**Your task**
Pick up the mailing-list thread on queue bonding below, continuing it right after its last line.

**Source passage**
Linuxarm mailing list -- linuxarm@openeuler.org To unsubscribe send an email to linuxarm-leave@openeuler.org
On 2021/3/16 4:04, Jakub Kicinski wrote:
On Mon, 15 Mar 2021 20:23:50 +0800 Huazhong Tan wrote:
From: Jian Shen shenjian15@huawei.com
For device version V3, it supports queue bonding, which can identify the tuple information of TCP stream, and create flow director rules automatically, in order to keep the tx and rx packets are in the same queue pair. The driver set FD_ADD field of TX BD for TCP SYN packet, and set FD_DEL filed for TCP FIN or RST packet. The hardware create or remove a fd rule according to the TX BD, and it also support to age-out a rule if not hit for a long time.
The queue bonding mode is default to be disabled, and can be enabled/disabled with ethtool priv-flags command.
This seems like fairly well defined behavior, IMHO we should have a full device feature for it, rather than a private flag.
Should we add a NETIF_F_NTUPLE_HW feature for it?
Does the device need to be able to parse the frame fully for this mechanism to work? Will it work even if the TCP segment is encapsulated in a custom tunnel?
no, custom tunnel is not supported.
On Thu, 18 Mar 2021 09:02:54 +0800 Huazhong Tan wrote:
On 2021/3/16 4:04, Jakub Kicinski wrote:
On Mon, 15 Mar 2021 20:23:50 +0800 Huazhong Tan wrote:
From: Jian Shen shenjian15@huawei.com
For device version V3, it supports queue bonding, which can identify the tuple information of TCP stream, and create flow director rules automatically, in order to keep the tx and rx packets are in the same queue pair. The driver set FD_ADD field of TX BD for TCP SYN packet, and set FD_DEL filed for TCP FIN or RST packet. The hardware create or remove a fd rule according to the TX BD, and it also support to age-out a rule if not hit for a long time.
The queue bonding mode is default to be disabled, and can be enabled/disabled with ethtool priv-flags command.
This seems like fairly well defined behavior, IMHO we should have a full device feature for it, rather than a private flag.
Should we add a NETIF_F_NTUPLE_HW feature for it?

**Extracted information**

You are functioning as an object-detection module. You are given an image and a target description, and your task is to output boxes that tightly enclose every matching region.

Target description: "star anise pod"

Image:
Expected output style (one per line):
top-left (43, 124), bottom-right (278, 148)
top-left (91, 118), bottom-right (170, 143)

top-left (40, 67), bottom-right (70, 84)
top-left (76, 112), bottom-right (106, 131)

**Written answer**
It'd be better to keep the configuration close to the existing RFS config, no? Perhaps a new file under
/sys/class/net/$dev/queues/rx-$id/
to enable the feature would be more appropriate?
Otherwise I'd call it something like NETIF_F_RFS_AUTO ?
Alex, any thoughts? IIRC Intel HW had a similar feature?
Does the device need to be able to parse the frame fully for this mechanism to work? Will it work even if the TCP segment is encapsulated in a custom tunnel?
no, custom tunnel is not supported.
Hm, okay, it's just queue mapping, if device gets it wrong not the end of the world (provided security boundaries are preserved).
On Wed, Mar 17, 2021 at 6:28 PM Jakub Kicinski kuba@kernel.org wrote:
On Thu, 18 Mar 2021 09:02:54 +0800 Huazhong Tan wrote:
On 2021/3/16 4:04, Jakub Kicinski wrote:
On Mon, 15 Mar 2021 20:23:50 +0800 Huazhong Tan wrote:
From: Jian Shen shenjian15@huawei.com
For device version V3, it supports queue bonding, which can identify the tuple information of TCP stream, and create flow director rules automatically, in order to keep the tx and rx packets are in the same queue pair. The driver set FD_ADD field of TX BD for TCP SYN packet, and set FD_DEL filed for TCP FIN or RST packet. The hardware create or remove a fd rule according to the TX BD, and it also support to age-out a rule if not hit for a long time.
The queue bonding mode is default to be disabled, and can be enabled/disabled with ethtool priv-flags command.
This seems like fairly well defined behavior, IMHO we should have a full device feature for it, rather than a private flag.
Should we add a NETIF_F_NTUPLE_HW feature for it?
It'd be better to keep the configuration close to the existing RFS config, no? Perhaps a new file under
/sys/class/net/$dev/queues/rx-$id/
to enable the feature would be more appropriate?
Otherwise I'd call it something like NETIF_F_RFS_AUTO ?
Alex, any thoughts? IIRC Intel HW had a similar feature?
Yeah, this is pretty much what Intel used to put out as ATR aka Flow Director. Although with that there was also a component of XPS. Flow Director was the name of the hardware feature and ATR, Application Targeted Routing, was the software feature that had the Tx path adding rules by default.
The i40e driver supports disabling it via the "flow-director-atr" private flag.
As far as tying this into NTUPLE that is definitely a no-go. Generally NTUPLE rules and ATR are mutually exclusive since they compete for resources within the same device.
Does the device need to be able to parse the frame fully for this mechanism to work? Will it work even if the TCP segment is encapsulated in a custom tunnel?
no, custom tunnel is not supported.
Hm, okay, it's just queue mapping, if device gets it wrong not the end of the world (provided security boundaries are preserved).
So yes/no in terms of this not causing serious issues. Where this tends to get ugly is if it is combined with something like XPS, which appears to be enabled for hns3. In that case the flow can jump queues and when it does that can lead to the Rx either jumping to follow causing an out of order issue on the Rx side, or being left behind, with being left behind which is the safer case.
Really I think this feature would be better served by implementing Accelerated RFS and adding support for ndo_rx_flow_steer.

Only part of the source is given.